[Goal of the exercise]: Could you repeat the records below exactly, leaving out any pictures?

[Supplied data]:

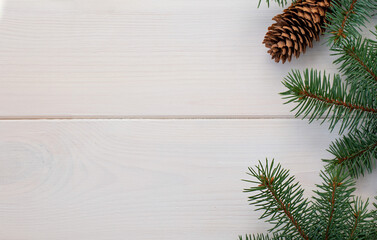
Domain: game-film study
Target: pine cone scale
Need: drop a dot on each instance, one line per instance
(296, 29)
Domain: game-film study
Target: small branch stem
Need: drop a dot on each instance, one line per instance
(332, 210)
(341, 160)
(355, 225)
(286, 211)
(350, 106)
(340, 32)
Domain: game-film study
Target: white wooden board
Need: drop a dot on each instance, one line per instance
(122, 58)
(134, 179)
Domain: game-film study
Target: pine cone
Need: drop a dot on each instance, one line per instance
(296, 28)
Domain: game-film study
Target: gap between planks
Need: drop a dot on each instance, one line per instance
(151, 117)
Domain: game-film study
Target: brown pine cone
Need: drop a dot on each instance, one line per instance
(296, 28)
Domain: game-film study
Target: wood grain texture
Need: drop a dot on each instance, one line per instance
(91, 58)
(134, 179)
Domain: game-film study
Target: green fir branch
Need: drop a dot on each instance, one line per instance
(316, 97)
(362, 221)
(357, 151)
(280, 198)
(331, 207)
(357, 61)
(281, 3)
(332, 214)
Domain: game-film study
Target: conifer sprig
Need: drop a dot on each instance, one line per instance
(357, 151)
(317, 97)
(280, 198)
(333, 213)
(347, 17)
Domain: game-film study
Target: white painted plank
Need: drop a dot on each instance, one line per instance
(98, 58)
(127, 179)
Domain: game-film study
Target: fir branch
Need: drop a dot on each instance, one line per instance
(356, 151)
(281, 3)
(361, 221)
(346, 18)
(357, 61)
(315, 95)
(277, 195)
(331, 206)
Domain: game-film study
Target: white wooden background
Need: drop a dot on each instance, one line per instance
(136, 119)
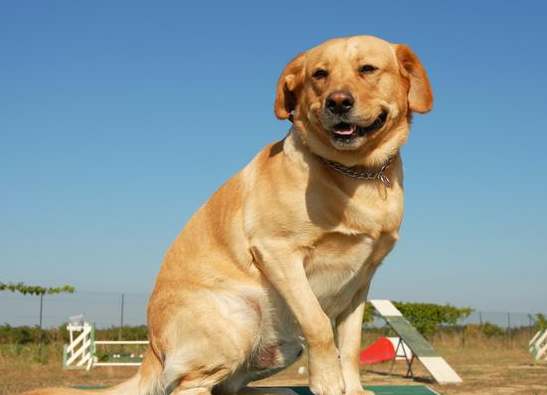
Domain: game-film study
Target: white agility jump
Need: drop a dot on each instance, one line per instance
(538, 345)
(81, 352)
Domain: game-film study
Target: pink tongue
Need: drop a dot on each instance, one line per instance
(346, 132)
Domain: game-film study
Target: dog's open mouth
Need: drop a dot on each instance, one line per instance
(346, 131)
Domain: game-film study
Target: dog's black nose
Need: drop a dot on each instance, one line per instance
(339, 102)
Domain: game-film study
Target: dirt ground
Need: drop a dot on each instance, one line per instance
(486, 369)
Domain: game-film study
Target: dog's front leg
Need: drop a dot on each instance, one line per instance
(284, 269)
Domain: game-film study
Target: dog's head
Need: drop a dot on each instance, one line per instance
(352, 98)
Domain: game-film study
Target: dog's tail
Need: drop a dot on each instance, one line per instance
(147, 381)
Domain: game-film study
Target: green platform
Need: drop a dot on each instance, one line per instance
(377, 389)
(382, 390)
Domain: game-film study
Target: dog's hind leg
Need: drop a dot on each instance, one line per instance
(204, 345)
(191, 391)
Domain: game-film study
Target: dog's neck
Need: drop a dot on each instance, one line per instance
(296, 148)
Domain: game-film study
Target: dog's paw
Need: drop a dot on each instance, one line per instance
(327, 381)
(359, 392)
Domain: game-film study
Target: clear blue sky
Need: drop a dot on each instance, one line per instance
(119, 118)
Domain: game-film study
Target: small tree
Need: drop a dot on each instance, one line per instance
(541, 321)
(36, 290)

[Written solution]:
Domain: game-film study
Target: pine cone scale
Need: drop a dot on each instance, one line per instance
(296, 29)
Domain: game-film study
Target: small branch stem
Need: drop a dot on each instance, one line per instance
(332, 210)
(341, 160)
(355, 225)
(286, 211)
(350, 106)
(340, 32)
Domain: game-film study
Target: white wooden board
Need: drop a dot on each instance, one line per instance
(122, 58)
(134, 179)
Domain: game-film study
Target: pine cone
Need: drop a dot on each instance, one line per instance
(296, 28)
Domain: game-film study
Target: gap between planks
Need: drop a dot on each instance, one line per instance
(151, 117)
Domain: game-film study
Target: brown pine cone
Need: drop a dot on each instance, one line per instance
(296, 28)
Domain: game-film study
Target: wood grain texture
Need: drop a dot on each instance, one line per instance
(91, 58)
(134, 179)
Domain: game-film study
Target: green fir branch
Need: drop a dot on each instance, one line per instance
(316, 97)
(362, 221)
(357, 151)
(280, 198)
(331, 207)
(357, 61)
(281, 3)
(332, 214)
Domain: game-film study
Target: conifer sprig
Need: drop a dot on each instance, one line per instance
(357, 151)
(317, 97)
(280, 198)
(333, 213)
(347, 17)
Domain: game-film study
Target: white painted plank
Need: drop a dot on each instance, one line per instance
(98, 58)
(127, 179)
Domain: game-film study
Target: fir branch
Need: drop a dot on each instance, one line per instance
(356, 151)
(281, 3)
(361, 221)
(346, 18)
(357, 61)
(315, 95)
(277, 195)
(331, 206)
Domain: game-film study
Target: white wooden background
Need: drop a dot on each instance, one line per instance
(136, 119)
Domain: game-film study
Target: white agility jump
Need: drop a dot on each instance, one line per instance
(538, 345)
(81, 352)
Domain: game-film study
Target: pink tongue
Need: drop a dot on each instance, one line per instance
(346, 132)
Domain: game-film study
Target: dog's open mouth
Need: drop a dot on each instance, one line per instance
(346, 131)
Domain: game-film study
Target: dog's black nose
Need: drop a dot on each instance, one line per instance
(339, 102)
Domain: game-film study
Target: dirt ground
Need: drop a dot on each instance, one line per instance
(486, 369)
Domain: game-film study
Target: dog's front leg
Need: drop a dot on each instance, one line per instance
(284, 269)
Domain: game-film study
Target: dog's head
Need: drop a dot on each instance, one line per instance
(352, 98)
Domain: game-film study
Target: dog's tail
Need: drop a dot on each instance, one line per instance
(147, 381)
Domain: game-film study
Target: green platform
Need: drop a dot on each instance, one line per instance
(377, 389)
(382, 390)
Domain: game-film study
Target: dog's hind leg
Need: drop a dot on each instance, one line per instance
(204, 345)
(191, 391)
Domain: game-film study
Target: dog's neck
Need: drop a dot on each instance, one line per instance
(296, 148)
Domain: game-film study
Target: dog's paw
Need: drop a dot on each instance, one line per instance
(327, 381)
(359, 392)
Domain: game-film study
Target: clear blue sky
Need: drop a dot on each instance, one line per instance
(119, 118)
Domain: game-film study
Target: small tree
Need: drop a dot on each instance, one line per instance
(541, 321)
(36, 290)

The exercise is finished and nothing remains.